_Stated exercise_
Please duplicate the passage of the article on the Public Protector's court losses below, word for word, starting at "Appeal court dismisses" and ending at "Protector pushed on.".

Appeal court dismisses bid to resuscitate Gordhan SARS report – Busisiwe Mkhwebane’s legal bills mount
On 19 January 2022, the Supreme Court of Appeal finally banged the last nail in the coffin of the ‘Rogue Unit’ report, dismissing Mkhwebane’s ‘application for reconsideration of her petition for leave to appeal’.

In October 2021, Public Protector Busisiwe Mkhwebane directly approached Supreme Court of Appeal (SCA) Judge President Mandisa Maya to hear an appeal of a 2020 Pretoria High Court ruling that her SA Revenue Service SARS Report was an unsubstantiated fiction.

Undaunted by a scathing December 2020 high court ruling by judges Selby Baqwa, Annali Basson and Leonie Windell, and despite hefty personal cost orders, the Public Protector pushed on.

The judges described Mkhwebane’s work and findings on Gordan’s alleged early payout of a pension for former deputy SARS commissioner Ivan Pillay, as without foundation, based on “discredited reports and unsubstantiated facts” and “the product of a wholly irrational process, bereft of any sound legal or factual basis”.

In December 2020, the high court also ordered that Mkhwebane personally pay 15 % of the legal costs of current Minister of Public Enterprises Pravin Gordhan’s legal challenge of her “report”, adding to her not insubstantial and growing pile of personal cost orders and other punitive awards.

https://www.dailymaverick.co.za/article/2019-08-15-public-protectors-legal-bills-mount-with-another-gross-negligence-finding-against-her/

In August 2019 Judge Ronel Tolmay ruled in the Pretoria High Court that Mkhwebane should pay 7.5% of the legal costs of each of the two applicants in the “Estina dairy case”. This was after a report produced by her office was ruled unconstitutional and invalid.

The report was a “whitewash”, the court found in that instance.

In July that same year, the Constitutional Court ordered Mkhwebane to pay 15% of the litigation costs associated with the “Reserve Bank” matter in which she sought to alter the constitutional mandate of the South African Reserve Bank.

https://www.dailymaverick.co.za/article/2019-07-21-its-judgment-day-for-the-public-protector/

The Public Protector was found to have discussed the vulnerability of the Reserve Bank with the State Security Agency (SSA), a fact she had failed to disclose. She also failed to highlight her meetings with former president and accused No 1, Jacob Zuma, in her 2017 report.

_Raw records_
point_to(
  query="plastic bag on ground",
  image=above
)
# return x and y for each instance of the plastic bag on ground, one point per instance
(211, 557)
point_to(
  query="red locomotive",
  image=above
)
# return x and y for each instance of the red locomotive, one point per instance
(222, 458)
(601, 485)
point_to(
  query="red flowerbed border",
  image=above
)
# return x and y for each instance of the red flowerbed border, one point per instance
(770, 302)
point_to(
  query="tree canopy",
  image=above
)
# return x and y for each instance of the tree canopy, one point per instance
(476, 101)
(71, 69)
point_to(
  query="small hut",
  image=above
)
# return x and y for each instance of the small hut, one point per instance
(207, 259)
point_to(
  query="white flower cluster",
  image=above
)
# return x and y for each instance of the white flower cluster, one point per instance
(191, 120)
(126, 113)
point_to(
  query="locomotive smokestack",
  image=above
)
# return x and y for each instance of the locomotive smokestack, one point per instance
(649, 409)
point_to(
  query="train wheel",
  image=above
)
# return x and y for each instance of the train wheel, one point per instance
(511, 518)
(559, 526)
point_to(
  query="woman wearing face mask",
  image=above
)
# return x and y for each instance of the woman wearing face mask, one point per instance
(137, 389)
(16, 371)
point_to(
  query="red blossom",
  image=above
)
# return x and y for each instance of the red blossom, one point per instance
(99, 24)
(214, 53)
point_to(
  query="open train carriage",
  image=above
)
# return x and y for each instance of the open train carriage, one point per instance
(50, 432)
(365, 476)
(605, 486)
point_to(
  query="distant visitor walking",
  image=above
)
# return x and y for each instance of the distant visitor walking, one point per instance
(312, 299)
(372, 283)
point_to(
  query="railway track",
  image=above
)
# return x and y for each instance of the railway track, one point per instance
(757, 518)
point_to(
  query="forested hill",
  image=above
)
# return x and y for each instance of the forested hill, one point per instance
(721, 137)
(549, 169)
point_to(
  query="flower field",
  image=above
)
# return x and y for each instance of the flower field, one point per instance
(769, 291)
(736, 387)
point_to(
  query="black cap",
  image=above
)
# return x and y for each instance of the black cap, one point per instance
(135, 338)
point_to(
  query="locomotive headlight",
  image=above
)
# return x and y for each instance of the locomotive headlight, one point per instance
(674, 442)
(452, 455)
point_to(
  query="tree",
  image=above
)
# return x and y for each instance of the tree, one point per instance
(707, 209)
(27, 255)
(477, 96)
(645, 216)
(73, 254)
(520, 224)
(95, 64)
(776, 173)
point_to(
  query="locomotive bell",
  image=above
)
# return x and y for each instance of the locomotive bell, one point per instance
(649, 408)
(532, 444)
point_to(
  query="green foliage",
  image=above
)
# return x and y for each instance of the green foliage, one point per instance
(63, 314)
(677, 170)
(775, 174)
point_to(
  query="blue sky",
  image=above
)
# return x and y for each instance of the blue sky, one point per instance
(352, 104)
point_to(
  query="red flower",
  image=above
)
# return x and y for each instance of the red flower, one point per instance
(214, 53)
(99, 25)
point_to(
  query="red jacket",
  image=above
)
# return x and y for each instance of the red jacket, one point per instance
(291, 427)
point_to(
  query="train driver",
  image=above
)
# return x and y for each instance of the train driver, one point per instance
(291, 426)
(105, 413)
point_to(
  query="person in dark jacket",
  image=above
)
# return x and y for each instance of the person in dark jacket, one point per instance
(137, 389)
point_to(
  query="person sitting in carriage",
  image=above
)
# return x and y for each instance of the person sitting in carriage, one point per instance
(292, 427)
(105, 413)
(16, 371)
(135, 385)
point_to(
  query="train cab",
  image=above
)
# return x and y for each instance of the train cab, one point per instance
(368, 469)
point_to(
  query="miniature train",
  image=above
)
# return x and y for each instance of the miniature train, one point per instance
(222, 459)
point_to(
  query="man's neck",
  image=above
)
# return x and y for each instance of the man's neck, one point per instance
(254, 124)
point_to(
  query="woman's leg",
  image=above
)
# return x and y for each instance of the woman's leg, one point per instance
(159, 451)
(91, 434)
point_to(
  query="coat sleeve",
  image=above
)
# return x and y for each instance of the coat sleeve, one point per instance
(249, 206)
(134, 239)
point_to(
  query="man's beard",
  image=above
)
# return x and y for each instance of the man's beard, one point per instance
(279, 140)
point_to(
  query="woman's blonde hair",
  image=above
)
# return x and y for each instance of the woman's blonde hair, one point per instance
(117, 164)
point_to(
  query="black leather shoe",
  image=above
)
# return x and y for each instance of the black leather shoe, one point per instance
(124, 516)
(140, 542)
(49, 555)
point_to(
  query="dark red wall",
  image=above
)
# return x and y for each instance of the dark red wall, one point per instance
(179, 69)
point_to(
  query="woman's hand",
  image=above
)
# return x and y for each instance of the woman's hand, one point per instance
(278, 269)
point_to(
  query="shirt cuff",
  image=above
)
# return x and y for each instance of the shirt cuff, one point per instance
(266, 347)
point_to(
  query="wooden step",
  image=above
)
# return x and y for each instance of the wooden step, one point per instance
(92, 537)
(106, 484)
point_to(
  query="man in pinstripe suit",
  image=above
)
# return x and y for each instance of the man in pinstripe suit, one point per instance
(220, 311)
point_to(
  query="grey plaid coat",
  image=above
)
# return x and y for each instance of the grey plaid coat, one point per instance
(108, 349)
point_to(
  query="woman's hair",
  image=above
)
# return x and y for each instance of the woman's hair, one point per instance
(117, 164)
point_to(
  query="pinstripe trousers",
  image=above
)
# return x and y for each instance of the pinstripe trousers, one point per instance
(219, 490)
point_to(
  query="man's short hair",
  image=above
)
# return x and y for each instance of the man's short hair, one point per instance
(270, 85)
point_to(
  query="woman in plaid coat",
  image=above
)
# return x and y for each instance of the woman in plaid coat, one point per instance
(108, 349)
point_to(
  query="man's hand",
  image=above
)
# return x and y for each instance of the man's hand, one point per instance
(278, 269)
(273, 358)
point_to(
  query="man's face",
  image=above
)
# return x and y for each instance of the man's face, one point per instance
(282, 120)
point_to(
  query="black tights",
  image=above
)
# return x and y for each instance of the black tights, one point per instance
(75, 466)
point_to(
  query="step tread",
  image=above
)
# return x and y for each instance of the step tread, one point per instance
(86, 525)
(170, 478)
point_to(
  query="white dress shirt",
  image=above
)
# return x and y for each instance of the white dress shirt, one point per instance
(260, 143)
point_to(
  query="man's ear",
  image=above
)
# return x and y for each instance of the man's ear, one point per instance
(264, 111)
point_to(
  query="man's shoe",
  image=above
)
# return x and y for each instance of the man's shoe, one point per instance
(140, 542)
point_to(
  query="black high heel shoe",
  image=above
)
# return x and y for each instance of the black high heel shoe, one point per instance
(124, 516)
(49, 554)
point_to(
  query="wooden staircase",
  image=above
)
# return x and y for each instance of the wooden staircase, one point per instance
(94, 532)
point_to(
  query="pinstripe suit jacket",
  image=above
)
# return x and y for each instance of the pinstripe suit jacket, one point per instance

_Task result_
Appeal court dismisses bid to resuscitate Gordhan SARS report – Busisiwe Mkhwebane’s legal bills mount
On 19 January 2022, the Supreme Court of Appeal finally banged the last nail in the coffin of the ‘Rogue Unit’ report, dismissing Mkhwebane’s ‘application for reconsideration of her petition for leave to appeal’.

In October 2021, Public Protector Busisiwe Mkhwebane directly approached Supreme Court of Appeal (SCA) Judge President Mandisa Maya to hear an appeal of a 2020 Pretoria High Court ruling that her SA Revenue Service SARS Report was an unsubstantiated fiction.

Undaunted by a scathing December 2020 high court ruling by judges Selby Baqwa, Annali Basson and Leonie Windell, and despite hefty personal cost orders, the Public Protector pushed on.